### [WHAT THE TASK ASKS]
Answer each question from the text about the myeloma diagnosis below.
(a) What did the bone marrow test show?
(b) Which three drugs make up the chemo regime?
(c) Revlimid is an improved form of which drug?

(DOCUMENT TEXT)

Due to scheduling issues (my trip, the MRI, his trip), I couldn’t meet with my oncodoc until this week. The news was mixed

  1. Bence Jones showed low levels of proteins (but not zero)
  2. X-rays showed three small spots on the mid-spine**
  3. Bone marrow showed trisomys on chromosomes 9, 11, and 15

By a strict definition, I have moved from smouldering myeloma to officially having (possibly indolent) multiple myeloma, with the trisomys pointing to a possibly more aggressive version.*** My oncodoc thinks I’m a borderline case (I would still be smoldering if it wasn’t for those damn spots), and seriously considered continuing a watchful waiting stance. His conservative nature overcame that, however, and I start a standard MM chemo regime as soon as the insurance paperwork clears. The paperwork is important, because the drugs (Revlimid, Velcade, and dexamethasone, AKA rev/vel/dex) can run in excess of $100K/year. Fortunately, it looks like insurance will cover most of that.

The fun drug is Revlimid (AKA lenalidomide). It’s an improved form of thalidomide, which means I can’t be within ten feet of a pregnant woman (fifteen feet if she’s downwind), or three feet of a woman who might become pregnant.

(End DOCUMENT TEXT)
(EXTRACTED ENTRIES)

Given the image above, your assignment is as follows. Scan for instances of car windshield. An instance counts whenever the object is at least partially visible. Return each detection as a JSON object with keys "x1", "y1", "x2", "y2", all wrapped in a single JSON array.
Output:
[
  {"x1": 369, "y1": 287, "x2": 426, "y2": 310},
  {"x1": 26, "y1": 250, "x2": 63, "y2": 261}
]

(End EXTRACTED ENTRIES)
(EXTRACTED ENTRIES)

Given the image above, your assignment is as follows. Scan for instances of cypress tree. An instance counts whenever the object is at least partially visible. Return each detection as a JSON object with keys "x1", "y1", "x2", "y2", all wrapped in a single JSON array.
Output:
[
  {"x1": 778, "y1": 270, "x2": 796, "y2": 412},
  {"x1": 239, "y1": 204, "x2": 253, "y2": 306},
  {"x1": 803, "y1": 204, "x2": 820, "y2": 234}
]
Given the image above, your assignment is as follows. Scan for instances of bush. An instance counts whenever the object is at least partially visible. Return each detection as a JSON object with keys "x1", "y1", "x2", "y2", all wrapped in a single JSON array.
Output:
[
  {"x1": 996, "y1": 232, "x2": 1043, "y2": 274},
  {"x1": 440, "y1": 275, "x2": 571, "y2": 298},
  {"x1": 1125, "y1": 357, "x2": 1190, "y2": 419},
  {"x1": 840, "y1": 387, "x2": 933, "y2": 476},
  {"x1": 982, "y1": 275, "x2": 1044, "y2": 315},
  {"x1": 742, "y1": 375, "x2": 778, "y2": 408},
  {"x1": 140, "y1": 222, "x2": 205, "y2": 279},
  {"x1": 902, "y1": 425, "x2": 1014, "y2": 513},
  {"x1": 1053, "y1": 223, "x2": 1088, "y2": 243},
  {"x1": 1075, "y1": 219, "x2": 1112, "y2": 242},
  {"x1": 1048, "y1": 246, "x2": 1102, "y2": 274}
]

(End EXTRACTED ENTRIES)
(EXTRACTED ENTRIES)

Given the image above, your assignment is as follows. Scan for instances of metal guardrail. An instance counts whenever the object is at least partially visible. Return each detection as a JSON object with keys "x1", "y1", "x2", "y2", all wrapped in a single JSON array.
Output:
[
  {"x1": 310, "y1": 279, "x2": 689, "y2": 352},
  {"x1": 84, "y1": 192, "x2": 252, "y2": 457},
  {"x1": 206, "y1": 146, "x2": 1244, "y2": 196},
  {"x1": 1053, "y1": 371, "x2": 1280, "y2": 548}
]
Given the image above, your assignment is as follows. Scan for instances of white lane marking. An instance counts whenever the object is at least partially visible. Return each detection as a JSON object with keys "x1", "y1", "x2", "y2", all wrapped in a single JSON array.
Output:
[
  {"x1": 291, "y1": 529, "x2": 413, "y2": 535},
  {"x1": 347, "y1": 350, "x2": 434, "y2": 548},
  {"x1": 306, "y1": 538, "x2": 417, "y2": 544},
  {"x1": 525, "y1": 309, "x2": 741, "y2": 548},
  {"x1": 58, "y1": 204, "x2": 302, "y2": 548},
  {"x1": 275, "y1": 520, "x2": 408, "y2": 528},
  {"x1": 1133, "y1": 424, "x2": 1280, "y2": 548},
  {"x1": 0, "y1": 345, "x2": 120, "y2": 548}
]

(End EXTRACTED ENTRIES)

### [RESPONSE TO THE EXERCISE]
(a) Trisomys on chromosomes 9, 11, and 15
(b) Revlimid, Velcade, and dexamethasone
(c) Thalidomide